Quoted text
----

5.3.2. Scenarios and use cases
Several scenarios and use cases of ML can be found in the literature. Usual applications involving detection, tracking, and forecasting of events and phenomena can be found in [18]. In accordance with the disaster scenario described in Section 6, the following applications are also noted:
-
hurricanes, tornados, and fires
-
weather fronts and atmospheric rivers
5.4. Annotation datasets
In our scenario, an analyst that must annotate imagery in order to train or retrain models has several modalities offered to him or her. For example, annotation clients and methods found in [4], [17] and [23] use point points, patches, bounding boxes, tiles, contours, and regions. The figure below illustrates the use of polygons to compactly delimitate objects of interest and may be considered as state-of-the-art.
Semantic aspects of annotation, including discussions on classes, labels, vocabularies and their granularity, can be found in [21] and [24]. The ML application in [20] describes the use of hierarchies, trees, ontologies, and directed graphs such as WordNet.
A large number of popular authoritative annotated data sources and datasets are referenced in [24], [25], [3], [26], [15], [20], [27] and [28]. These datasets include, but are not limited to, ImageNet, COCO, LandScan3, Urban 3D Challenge, IARPA, SpaceNet, PASCAL, Semantic Segmentation Challenge, Forest Recognition Competition, Flickr, GoogleImages, and OpenStreetMap. Instructions on how to construct training, validation, and test datasets while taking into account bias and diversity can be found in [17], [5] and [21].
5.5. Deep Learning
This section gives an overview of the main characteristics of DL models and highlights special considerations for geospatial intelligence tasks.
Deep learning refers to the practice of training large, multi-layered, artificial neural networks for supervised or unsupervised ML problems. Since the 90’s, neural networks have been known to be a universal function approximator, and stacking several layers was thought to be able to model complex non-linear relations, but training such models remained out of reach. It is not until 2006 that, due to a combination of factors (compute power, suitable datasets, and new training methods), DL models started surpassing the accuracy of other state-of-the-art ML models [29]. Since then, DL has become one of the most active research subjects in the field of ML. It is now at the core of many state-of-the-art models and has yielded many applications in the industry including in the imagery and geospatial data analysis domain.

----

Supplied information

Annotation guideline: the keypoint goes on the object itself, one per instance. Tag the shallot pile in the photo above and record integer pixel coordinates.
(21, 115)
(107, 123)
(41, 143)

----

Objective
In the excerpt on machine learning for imagery analysis, in what year did deep learning models start surpassing the accuracy of other state-of-the-art ML models?

Output of the exercise
2006